■ EXERCISE DIRECTIONS: Please reproduce the entries exactly, skipping each picture.
[[ EXERCISE MATERIAL open ]]
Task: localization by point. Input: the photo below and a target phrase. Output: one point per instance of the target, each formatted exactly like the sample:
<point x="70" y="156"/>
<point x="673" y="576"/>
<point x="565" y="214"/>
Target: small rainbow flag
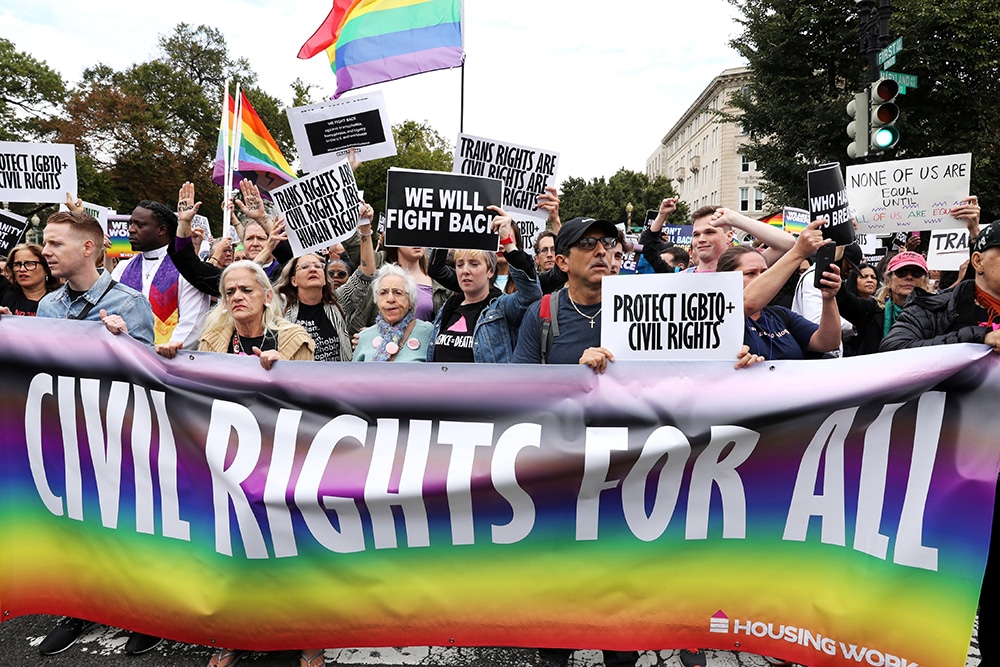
<point x="371" y="41"/>
<point x="260" y="160"/>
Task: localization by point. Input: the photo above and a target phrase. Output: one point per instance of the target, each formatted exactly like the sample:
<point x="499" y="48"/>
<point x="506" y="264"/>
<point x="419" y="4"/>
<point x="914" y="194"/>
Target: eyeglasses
<point x="30" y="265"/>
<point x="307" y="267"/>
<point x="909" y="272"/>
<point x="588" y="243"/>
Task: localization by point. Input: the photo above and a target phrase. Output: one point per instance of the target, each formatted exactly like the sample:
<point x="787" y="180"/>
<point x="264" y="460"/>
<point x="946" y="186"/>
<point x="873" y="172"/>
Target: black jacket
<point x="937" y="319"/>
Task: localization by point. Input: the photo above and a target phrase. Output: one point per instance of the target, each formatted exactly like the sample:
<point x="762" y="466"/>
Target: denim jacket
<point x="495" y="333"/>
<point x="120" y="300"/>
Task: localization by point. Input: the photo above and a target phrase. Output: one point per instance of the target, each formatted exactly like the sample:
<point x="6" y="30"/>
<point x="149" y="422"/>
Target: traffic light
<point x="857" y="129"/>
<point x="884" y="114"/>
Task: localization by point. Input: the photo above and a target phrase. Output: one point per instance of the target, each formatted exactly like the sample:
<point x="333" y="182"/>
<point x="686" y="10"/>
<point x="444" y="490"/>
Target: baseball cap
<point x="573" y="230"/>
<point x="989" y="237"/>
<point x="907" y="258"/>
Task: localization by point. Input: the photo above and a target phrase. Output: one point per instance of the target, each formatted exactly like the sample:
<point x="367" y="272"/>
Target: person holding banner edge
<point x="775" y="332"/>
<point x="967" y="313"/>
<point x="480" y="323"/>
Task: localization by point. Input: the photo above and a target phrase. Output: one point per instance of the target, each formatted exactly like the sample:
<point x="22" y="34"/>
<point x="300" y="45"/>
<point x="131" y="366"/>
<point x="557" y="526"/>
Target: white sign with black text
<point x="325" y="132"/>
<point x="673" y="316"/>
<point x="525" y="172"/>
<point x="37" y="173"/>
<point x="909" y="195"/>
<point x="320" y="209"/>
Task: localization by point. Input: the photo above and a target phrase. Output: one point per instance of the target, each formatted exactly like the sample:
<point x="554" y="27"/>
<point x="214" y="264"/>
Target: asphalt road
<point x="102" y="646"/>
[[ EXERCISE MATERIAL closed ]]
■ RESULT OF THE TASK:
Task: localization by point. Input: the photo below and a target phrase. Output: one point per instance of the target, each formatted exactly like the sample:
<point x="70" y="156"/>
<point x="673" y="576"/>
<point x="565" y="214"/>
Target: small rainbow flag
<point x="371" y="41"/>
<point x="260" y="160"/>
Task: localization by point. Input: the photo above and a target phrase. Output: one point per instance of the target, each formatted exactly like the sample:
<point x="499" y="48"/>
<point x="506" y="264"/>
<point x="419" y="4"/>
<point x="914" y="194"/>
Target: eyeglasses
<point x="30" y="265"/>
<point x="307" y="267"/>
<point x="909" y="272"/>
<point x="588" y="243"/>
Task: localization by point. Input: the photo above and a target phrase. Output: one point per instance of the target, each formatted exactly like the sample:
<point x="787" y="180"/>
<point x="264" y="460"/>
<point x="946" y="186"/>
<point x="873" y="172"/>
Target: black jacket
<point x="937" y="319"/>
Task: localization by point. Input: the photo above and a target phrase. Output: one point per instance of the target, each formatted exactly like the sample:
<point x="762" y="466"/>
Target: denim jacket
<point x="495" y="333"/>
<point x="120" y="300"/>
Task: localization by point. Input: the photo above and a target phrase. Output: one point per instance of the target, each formatted exactly like the sample:
<point x="6" y="30"/>
<point x="149" y="422"/>
Target: traffic light
<point x="857" y="129"/>
<point x="884" y="114"/>
Task: localization by point. Input: the photo above and a target phrase. Output: one point per instance of the target, each formatted exactly like the sample:
<point x="333" y="182"/>
<point x="686" y="10"/>
<point x="444" y="490"/>
Target: baseball cap
<point x="573" y="230"/>
<point x="989" y="237"/>
<point x="907" y="258"/>
Task: localization by point. Input: the photo above and a target phrase. Output: one point per instance of the target, each formatted exactly like the sample:
<point x="367" y="272"/>
Target: person holding banner edge
<point x="775" y="332"/>
<point x="967" y="313"/>
<point x="480" y="323"/>
Task: localization by point. Input: the photo above and a target phrase. Output: one point per instance of the target, each formatted exactly like the sample:
<point x="22" y="34"/>
<point x="300" y="45"/>
<point x="131" y="366"/>
<point x="557" y="526"/>
Target: white sign with black text
<point x="325" y="132"/>
<point x="673" y="316"/>
<point x="525" y="172"/>
<point x="37" y="173"/>
<point x="909" y="195"/>
<point x="320" y="209"/>
Task: localization by point. Input: the photo above and a target phrase. Output: one point per instance of the target, each formatted exactly like the sample:
<point x="554" y="27"/>
<point x="214" y="264"/>
Target: asphalt road
<point x="102" y="646"/>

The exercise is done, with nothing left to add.